**Extract to read**
════════════════════

This is the archived website of SI 413 from the Fall 2012 semester. Feel free to browse around; you may also find more recent offerings at my teaching page.
Objective-C is an object-oriented variant of C that was invented by
the NeXT company in the 1980s. Now you may recall that C++ is also an object-oriented
variant of C. The difference is that the way Objective-C does objects is in
the style of Smalltalk, by passing messages, rather than using the glorified
structs of C++. Who cares, you ask? Well, NeXT was purchased by
a small outfit called Apple Computer, and they went ahead and made Objective-C
the main programming language of the iMac, iPad, and iPhone operating systems.
Suddenly a lot of people are interested in this language! Are you?
Your code will consist of headers files ending in
and source files ending in
.m. These should all be in the
same directory when you submit, and the "main" method should be in
proj.m To compile and run your code, I will use the following
commands in the CS Linux environment:
. /usr/share/GNUstep/Makefiles/GNUstep.sh gcc `gnustep-config --objc-flags` -lgnustep-base -lgnustep-gui *.m -o proj ./proj
The first command there just sets in the environment with some standard
helpful things (such as the
gnustep-config command). You only
need to run that line once for every bash session you might use.

════════════════════

**Jobs**
1) Decide whether each statement agrees with the Objective-C page, answering yes or no and quoting the words of the page that settle it. (a) Objective-C was created by NeXT during the 1980s. (b) Objective-C handles objects the same way C++ does. (c) The first command has to be run again before each compile.
2) Translate this sentence from the Objective-C page into Spanish: "Suddenly a lot of people are interested in this language!"
3) Answer these questions from the Objective-C page.
(a) Which company purchased NeXT?
(b) Which file should contain the "main" method?
(c) Which command does the page name as one of the helpful things the first command sets up?
None of the data is needed for this work.

**Information supplied**
════════════════════

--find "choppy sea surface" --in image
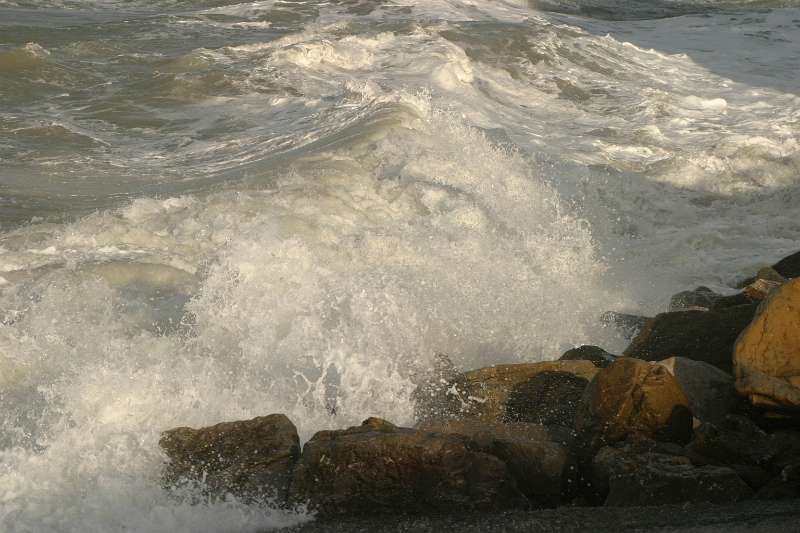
[0,0,800,533]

════════════════════

**Solutions to the problems**
1)
(a) Yes: "invented by the NeXT company in the 1980s"
(b) No: "in the style of Smalltalk, by passing messages, rather than using the glorified structs of C++"
(c) No: "You only need to run that line once for every bash session you might use."

2) ¡De repente, mucha gente está interesada en este lenguaje!

3)
(a) Apple Computer
(b) proj.m
(c) gnustep-config